• **Text to read**
--- Begin ---
Honestly, it’s nearly impossible to find that rush of pure shit every week. But it’s also sorely necessary — engaging overly terrible garbage is a way of zoning out after a week of listening to good things. It’s like meditation, if meditation involved sitting at the computer in your underwear, wondering how something this supremely terrilbe could possibly exist.

I was still searching, on the prowl for something bad enough to dedicate hours of my life to it. There it was, right in front of me — the new Chavril collaboration “Let Me Go,” which was leaked the week before, got it’s very own video.

Let’s be real — this song is pretty bad, but it could be a hell of a lot worse. When it first came out, I listened to Nickelback’s “Here and Now” for hours, trying to understand the appeal. All I got was acclimatized to loud butt-metal and the line “You and me / Sitting in a tree / F-U-C-K-I-N-G.”

Regardless, I still get flashbacks to my day with the ‘Back, and “Let Me Go” offers nothing close to the grossness of Chad’s day job. Sure, there’s a gross, Evanescence-esque chorus, and we get to watch Chad morph into an old man and fondle his new wife, but Avril is simply too palatable to make this the grand catastrophe it needs to be. It’s merely bad, putting on par with so much else out there.
Knowing they’d have something horrible to offer, I sauntered over to Tooth and Nail Records’ website. Having always been the Christian equivalent of Epitaph Records, they’ve gone through the same identity crisis, too, and are now peddling awful, over-produced shit to try and make some CD sails from less discriminating swoop-hairs.
--- End ---
• **Stored data**
--- Begin ---
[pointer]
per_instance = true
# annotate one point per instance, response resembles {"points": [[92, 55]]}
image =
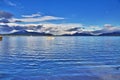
--- End ---
• **Directives**
a) Name each band and each individual musician mentioned in the music review. Exclude record labels and the combined name "Chavril."
b) Repeat the music review word for word from "I was still" to "very own video.".

• **Worked answers**
a) Nickelback, Evanescence, Chad, Avril

b)
I was still searching, on the prowl for something bad enough to dedicate hours of my life to it. There it was, right in front of me — the new Chavril collaboration “Let Me Go,” which was leaked the week before, got it’s very own video.